In full and without deviation, write out the entries that follow.

-- GIVEN DATA start --

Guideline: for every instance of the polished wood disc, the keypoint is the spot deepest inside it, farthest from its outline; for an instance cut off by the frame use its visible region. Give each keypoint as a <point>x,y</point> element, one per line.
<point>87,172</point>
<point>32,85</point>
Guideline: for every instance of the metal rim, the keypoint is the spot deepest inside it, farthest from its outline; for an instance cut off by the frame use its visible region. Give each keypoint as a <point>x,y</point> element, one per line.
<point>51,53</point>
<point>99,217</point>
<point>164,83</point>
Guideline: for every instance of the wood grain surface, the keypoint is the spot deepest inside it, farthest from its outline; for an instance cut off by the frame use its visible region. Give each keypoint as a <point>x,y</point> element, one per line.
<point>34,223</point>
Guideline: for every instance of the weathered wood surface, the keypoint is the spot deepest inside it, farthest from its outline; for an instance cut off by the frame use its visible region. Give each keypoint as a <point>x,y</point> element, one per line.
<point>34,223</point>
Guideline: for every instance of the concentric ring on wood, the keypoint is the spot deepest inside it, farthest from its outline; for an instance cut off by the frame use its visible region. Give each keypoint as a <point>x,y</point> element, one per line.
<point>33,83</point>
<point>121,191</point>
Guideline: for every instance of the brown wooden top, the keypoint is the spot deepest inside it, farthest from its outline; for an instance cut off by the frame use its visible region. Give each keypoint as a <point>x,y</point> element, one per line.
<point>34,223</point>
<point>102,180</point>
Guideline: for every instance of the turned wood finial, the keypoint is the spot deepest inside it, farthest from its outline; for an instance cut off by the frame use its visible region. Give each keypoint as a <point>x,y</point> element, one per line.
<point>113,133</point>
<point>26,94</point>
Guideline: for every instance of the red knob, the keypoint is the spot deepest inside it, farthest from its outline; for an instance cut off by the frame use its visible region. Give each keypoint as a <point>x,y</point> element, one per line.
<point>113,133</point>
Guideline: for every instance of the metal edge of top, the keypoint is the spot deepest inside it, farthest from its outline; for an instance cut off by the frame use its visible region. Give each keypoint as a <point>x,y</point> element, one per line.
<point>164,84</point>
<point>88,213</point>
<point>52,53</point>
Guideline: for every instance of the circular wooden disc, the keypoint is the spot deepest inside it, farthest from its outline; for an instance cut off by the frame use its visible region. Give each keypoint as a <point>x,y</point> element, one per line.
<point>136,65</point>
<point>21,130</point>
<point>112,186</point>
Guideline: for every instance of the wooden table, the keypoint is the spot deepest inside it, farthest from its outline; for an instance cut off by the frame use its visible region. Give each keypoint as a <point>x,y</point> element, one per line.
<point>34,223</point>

-- GIVEN DATA end --

- SOLUTION FOR THIS EXERCISE:
Guideline: for every instance of the polished wood disc, the keypoint is the spot deepest inside it, farthest from its outline; for an instance cut off by the frame use its visible region. Give each keypoint as a <point>x,y</point> element, one per line.
<point>87,172</point>
<point>32,85</point>
Guideline: for every instance of the metal rim, the keypoint is the spot deepest inside it, farthest from its outline; for an instance cut off by the frame use its visible region. Give each keypoint as a <point>x,y</point> element, one per line.
<point>51,53</point>
<point>99,217</point>
<point>164,83</point>
Guideline: for every instance of the wood grain surface, the keypoint is the spot deepest inside it, farthest from its outline; for an instance cut off by the frame use its visible region. Give each keypoint as a <point>x,y</point> element, one per line.
<point>34,223</point>
Guideline: for every instance of the weathered wood surface, the keypoint is the spot deepest inside it, farthest from its outline; for an instance cut off by the frame use its visible region. Give each keypoint as a <point>x,y</point> element, one per line.
<point>34,223</point>
Guideline: for every instance of the concentric ring on wood, the keypoint is the spot deepest inside it, farthest from its outline; for an instance cut off by the frame use its visible region. Give each keypoint as a <point>x,y</point> element, one per line.
<point>33,83</point>
<point>121,191</point>
Guideline: for every instance of the brown wooden top, the keypoint is the spot deepest inside it, farthest from its outline; for an instance cut off by the frame use its visible region. Give each keypoint as a <point>x,y</point> element, one per line.
<point>34,223</point>
<point>102,180</point>
Guideline: for every instance of the turned wood finial, the keypoint is the spot deepest inside it, farthest from its outline; for an instance cut off by the frame use its visible region. Give each keypoint as a <point>x,y</point> element, one per line.
<point>113,133</point>
<point>26,94</point>
Guideline: for every instance of the red knob, the keypoint is the spot deepest inside it, farthest from its outline; for an instance cut off by the frame use its visible region. Give each keypoint as a <point>x,y</point> element, one per line.
<point>113,133</point>
Guideline: for every instance of the metal edge of top, the keypoint is the spot deepest inside it, farthest from its outline; for an instance cut off by the frame use its visible region. Give each keypoint as a <point>x,y</point> element, one per line.
<point>164,84</point>
<point>88,213</point>
<point>52,53</point>
Guideline: for every instance of the circular wooden disc, the keypoint is the spot deepest inside it, farthest from its outline; for an instance cut off by the frame use its visible region. Give each keypoint as a <point>x,y</point> element, one per line.
<point>136,65</point>
<point>21,130</point>
<point>112,186</point>
Guideline: for every instance of the wooden table, the keypoint is the spot deepest inside it, farthest from its outline; for an instance cut off by the frame use its visible region. Give each keypoint as a <point>x,y</point> element, one per line.
<point>34,223</point>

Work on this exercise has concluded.